There's some talk on Twitter about this, and I wonder myself if this formation could possibly morph into more of a 3-4-3, with Cameron dropping deeper between Omar and Besler, and Fabian/Beasley getting up the field into the attack to put pressure on Belgium's wings.  Belgium, much like Germany, do not really have fullbacks - instead having guys who play centrally for their clubs.  They also like to attack from their wings, so if the US can force pressure on Belgium's back four, it may cause Hazard/Mertens to have to retreat a bit to help in defense.

I don't know.. it's tough to do something new like this all of a sudden - hopefully Jurgen's had this idea of Cameron as CDM in his back pocket for a while and just hadn't shown it yet.

Comment 01 Jul 2014

Read on Twitter (Grant Wahl) that the US were told by coaches (and are presenting to FIFA) their formation is a 4-3-3 rather than 4-5-1.  Doing this to suggest "an attacking mentality."

Comment 01 Jul 2014

Jurgen still says he's available, but he won't be starting obviously.  I don't think we'll know if he's really "available" until he enters the game, or just doesn't make an appearance.  My guess is he doesn't play today.

Comment 01 Jul 2014

The lineups are out:

Belgium: Courtois, Alderweireld, Kompany, Van Buyten, Vertonghen, Witsel, De Bruyne, Fellaini, Hazard, Mertens, Origi

US: Howard, Johnson, González, Besler, Beasley, Cameron, Jones, Bedoya, Bradley, Zusi, Dempsey

Comment 01 Jul 2014

Just saw a stat that the US was the only group winner in 2010 to lose their Round of 16 game.  Might they have some payback, to become the only 2nd place group finisher in 2014 to advance to the quarterfinals?

Dataset extract:
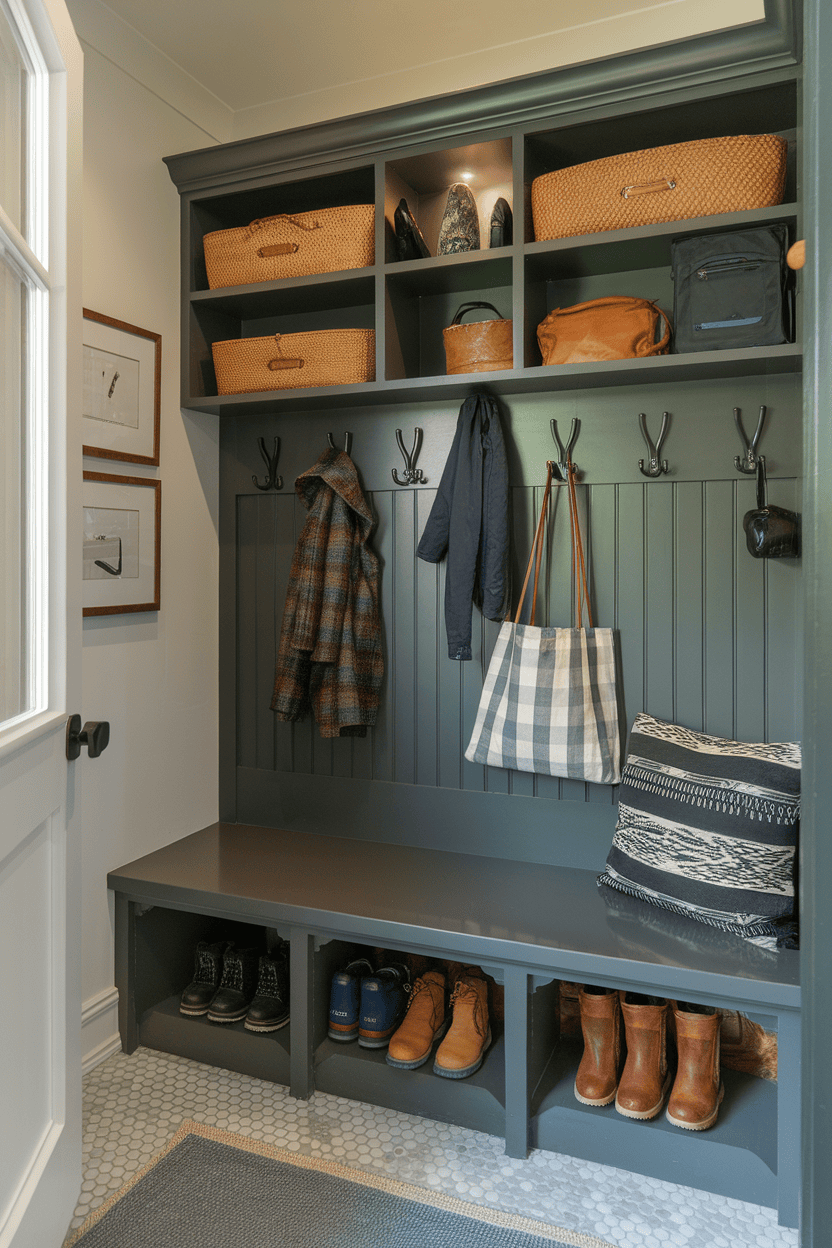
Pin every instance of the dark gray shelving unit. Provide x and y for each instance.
(397, 840)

Written problem A:
Answer these questions from the World Cup comment thread:
(i) Which formation did coaches tell the US they were presenting to FIFA, and what formation was it described as instead of?
(ii) Which two Belgium players does the first comment suggest might have to retreat to help in defense?
(iii) According to the stat mentioned, what was the US the only 2010 group winner to do?
Written problem B:
From the World Cup comment thread, set down word for word the text between "There's some talk" and "shown it yet.", inclusive.

Full output A:
(i) A 4-3-3, rather than a 4-5-1.
(ii) Hazard and Mertens.
(iii) Lose their Round of 16 game.

Full output B:
There's some talk on Twitter about this, and I wonder myself if this formation could possibly morph into more of a 3-4-3, with Cameron dropping deeper between Omar and Besler, and Fabian/Beasley getting up the field into the attack to put pressure on Belgium's wings.  Belgium, much like Germany, do not really have fullbacks - instead having guys who play centrally for their clubs.  They also like to attack from their wings, so if the US can force pressure on Belgium's back four, it may cause Hazard/Mertens to have to retreat a bit to help in defense.

I don't know.. it's tough to do something new like this all of a sudden - hopefully Jurgen's had this idea of Cameron as CDM in his back pocket for a while and just hadn't shown it yet.